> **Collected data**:
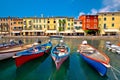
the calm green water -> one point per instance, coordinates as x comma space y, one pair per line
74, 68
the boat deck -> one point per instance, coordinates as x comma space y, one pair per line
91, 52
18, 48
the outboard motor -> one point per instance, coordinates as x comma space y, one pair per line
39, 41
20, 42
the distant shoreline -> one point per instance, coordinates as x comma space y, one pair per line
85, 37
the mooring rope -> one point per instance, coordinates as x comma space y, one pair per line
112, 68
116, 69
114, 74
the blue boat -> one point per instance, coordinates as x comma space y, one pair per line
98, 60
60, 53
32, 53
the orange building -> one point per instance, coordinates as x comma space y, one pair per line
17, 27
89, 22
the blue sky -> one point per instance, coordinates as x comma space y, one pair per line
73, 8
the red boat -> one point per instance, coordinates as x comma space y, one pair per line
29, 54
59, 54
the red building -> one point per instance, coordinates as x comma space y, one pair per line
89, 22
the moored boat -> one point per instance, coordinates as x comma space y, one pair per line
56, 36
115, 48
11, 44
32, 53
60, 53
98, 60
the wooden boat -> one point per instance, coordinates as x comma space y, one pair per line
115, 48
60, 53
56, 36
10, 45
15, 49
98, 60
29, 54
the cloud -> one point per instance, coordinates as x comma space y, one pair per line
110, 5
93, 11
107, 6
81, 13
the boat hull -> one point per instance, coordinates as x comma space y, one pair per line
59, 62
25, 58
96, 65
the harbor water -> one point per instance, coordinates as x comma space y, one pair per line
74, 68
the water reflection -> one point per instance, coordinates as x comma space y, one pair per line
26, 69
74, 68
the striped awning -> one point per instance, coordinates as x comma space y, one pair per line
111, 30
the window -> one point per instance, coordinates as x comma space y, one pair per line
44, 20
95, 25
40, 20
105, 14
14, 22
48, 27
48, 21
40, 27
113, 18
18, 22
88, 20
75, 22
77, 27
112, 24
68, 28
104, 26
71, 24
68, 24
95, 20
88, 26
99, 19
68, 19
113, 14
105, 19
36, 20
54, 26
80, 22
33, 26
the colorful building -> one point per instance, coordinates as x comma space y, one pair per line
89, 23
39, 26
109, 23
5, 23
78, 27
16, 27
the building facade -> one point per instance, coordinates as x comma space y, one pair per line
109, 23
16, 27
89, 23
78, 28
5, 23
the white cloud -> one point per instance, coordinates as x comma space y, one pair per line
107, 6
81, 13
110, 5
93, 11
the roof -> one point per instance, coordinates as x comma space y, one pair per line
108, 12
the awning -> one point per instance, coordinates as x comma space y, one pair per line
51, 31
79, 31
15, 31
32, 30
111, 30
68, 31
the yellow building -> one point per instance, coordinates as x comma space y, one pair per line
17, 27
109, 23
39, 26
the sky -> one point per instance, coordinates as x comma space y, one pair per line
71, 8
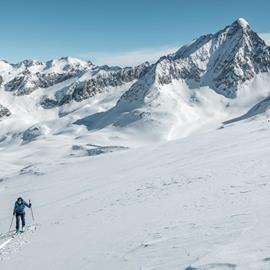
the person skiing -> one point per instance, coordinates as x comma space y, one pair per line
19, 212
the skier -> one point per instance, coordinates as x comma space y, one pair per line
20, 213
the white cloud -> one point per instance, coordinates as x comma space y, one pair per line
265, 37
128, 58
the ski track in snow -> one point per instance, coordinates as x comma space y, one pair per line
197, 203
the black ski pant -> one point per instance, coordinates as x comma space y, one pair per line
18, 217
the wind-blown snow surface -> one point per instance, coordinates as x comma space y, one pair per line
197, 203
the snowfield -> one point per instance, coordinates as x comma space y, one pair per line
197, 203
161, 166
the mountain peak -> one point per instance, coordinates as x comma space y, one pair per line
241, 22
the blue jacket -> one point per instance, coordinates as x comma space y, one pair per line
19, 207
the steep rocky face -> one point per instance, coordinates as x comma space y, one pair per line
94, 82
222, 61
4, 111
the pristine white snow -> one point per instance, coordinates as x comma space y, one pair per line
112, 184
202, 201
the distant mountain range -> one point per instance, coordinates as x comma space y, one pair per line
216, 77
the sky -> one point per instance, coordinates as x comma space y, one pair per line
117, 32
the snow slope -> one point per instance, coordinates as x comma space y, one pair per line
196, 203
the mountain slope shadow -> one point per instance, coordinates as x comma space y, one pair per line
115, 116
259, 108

> **TASK TO COMPLETE**: Please recast all the entries above as a two-column CSV with the header text,answer: one row per entry, with each field in double quotes and any line breaks inside a field replaced by spaces. Leave the pictures out.

> **ANSWER TO THE TASK**:
text,answer
"the calm green water -> one point per instance, coordinates as x comma space y, one pair per line","74, 68"
"the boat deck -> one point per instance, coordinates as x comma space y, one pair per line","91, 52 18, 48"
"the outboard motor -> one point per instance, coordinates as x comma space y, one pair per line","39, 41 20, 42"
"the distant shoreline -> one point per instance, coordinates as x comma space y, one pair per line","85, 37"
"the mooring rope -> one point per instance, coordinates as x comma space y, one pair per line","112, 68 116, 69 114, 74"
"the blue boat -> one point per instance, coordinates as x comma space y, one pair per line","98, 60 60, 53 32, 53"
"the orange building -> one point per instance, coordinates as x comma space y, one pair per line","17, 27 89, 22"
"the blue sky -> one point per instance, coordinates as x comma space y, one pair per line","73, 8"
"the red boat -> one point per instance, coordinates as x comma space y, one pair per line","29, 54 59, 54"
"the red building -> one point per instance, coordinates as x comma space y, one pair per line","89, 22"
"the moored boat -> one point per instance, coordinates as x comma space y, one pair per line","56, 36 115, 48 11, 44 32, 53 60, 53 98, 60"
"the wooden boat -> one point per instance, coordinates as x comma space y, one pair per line","115, 48 60, 53 56, 36 10, 45 15, 49 98, 60 29, 54"
"the cloud -> one point per instance, coordinates as x comma space y, one pair per line","110, 5 93, 11 107, 6 81, 13"
"the boat hull -> one point per instance, coordinates as x comma space y, one pair per line","59, 62 25, 58 96, 65"
"the harbor water -> one point per instance, coordinates as x comma space y, one pair per line","74, 68"
"the water reflection -> one point per instance, coordinates as x comma space y, one pair per line","26, 69 74, 68"
"the striped awning -> one point per instance, coordinates as x comma space y, one pair per line","111, 30"
"the window -> one point per instance, coordinates as x comma space y, one pair per line","44, 20 95, 25 40, 20 105, 14 14, 22 48, 27 48, 21 40, 27 113, 18 18, 22 88, 20 75, 22 77, 27 112, 24 68, 28 104, 26 71, 24 68, 24 95, 20 88, 26 99, 19 68, 19 113, 14 105, 19 36, 20 54, 26 80, 22 33, 26"
"the colorful building -> one point per instance, coordinates as x comma space y, one pair per line","89, 23 39, 26 109, 23 5, 23 78, 27 16, 27"
"the building facade -> one point per instance, coordinates as x comma space y, one pair per line","109, 23 16, 27 89, 23 78, 28 5, 23"
"the white cloud -> one point per instance, coordinates as x comma space y, one pair per line","107, 6 81, 13 110, 5 93, 11"
"the roof -> one point per instance, coordinates as x comma space y, one pair per line","108, 12"
"the awning -> one point per instance, coordinates as x comma space y, one pair per line","51, 31 79, 31 15, 31 32, 30 111, 30 68, 31"
"the yellow building -> one point per instance, coordinates as x comma space y, one pair per line","17, 27 109, 23 39, 26"
"the sky -> one point per instance, coordinates as x comma space y, one pair per line","71, 8"
"the person skiing -> one point per instance, coordinates as x comma space y, one pair per line","19, 212"
"the skier -> one point per instance, coordinates as x comma space y, one pair per line","20, 213"
"the white cloud -> one point per instance, coordinates as x comma space y, one pair per line","265, 37 128, 58"
"the ski track in snow -> one point per instance, coordinates as x comma space y, one pair per line","197, 203"
"the black ski pant -> one point per instance, coordinates as x comma space y, one pair per line","18, 217"
"the wind-blown snow surface -> one point per instance, coordinates as x comma space y, one pair per line","197, 203"
"the snowfield -> one point per instance, coordinates as x comma space y, one pair per line","197, 203 161, 166"
"the mountain peak -> one point per instance, coordinates as x comma space y, one pair per line","241, 22"
"the blue jacket -> one point per instance, coordinates as x comma space y, one pair per line","19, 207"
"the steep rocky face -> one point per instance, coordinates as x comma space y, one pair per line","94, 82 222, 61 4, 111"
"the pristine white snow -> one point per instance, coordinates as x comma space y, one pair per line","112, 184 202, 201"
"the distant mountain range -> one point per instance, coordinates as x comma space y, one pair per line","216, 77"
"the sky -> one point per instance, coordinates as x comma space y, one pair per line","117, 32"
"the snow slope -> one point per instance, coordinates as x comma space y, one pair per line","196, 203"
"the mountain slope shadow -> one point per instance, coordinates as x comma space y, one pair per line","115, 116 259, 108"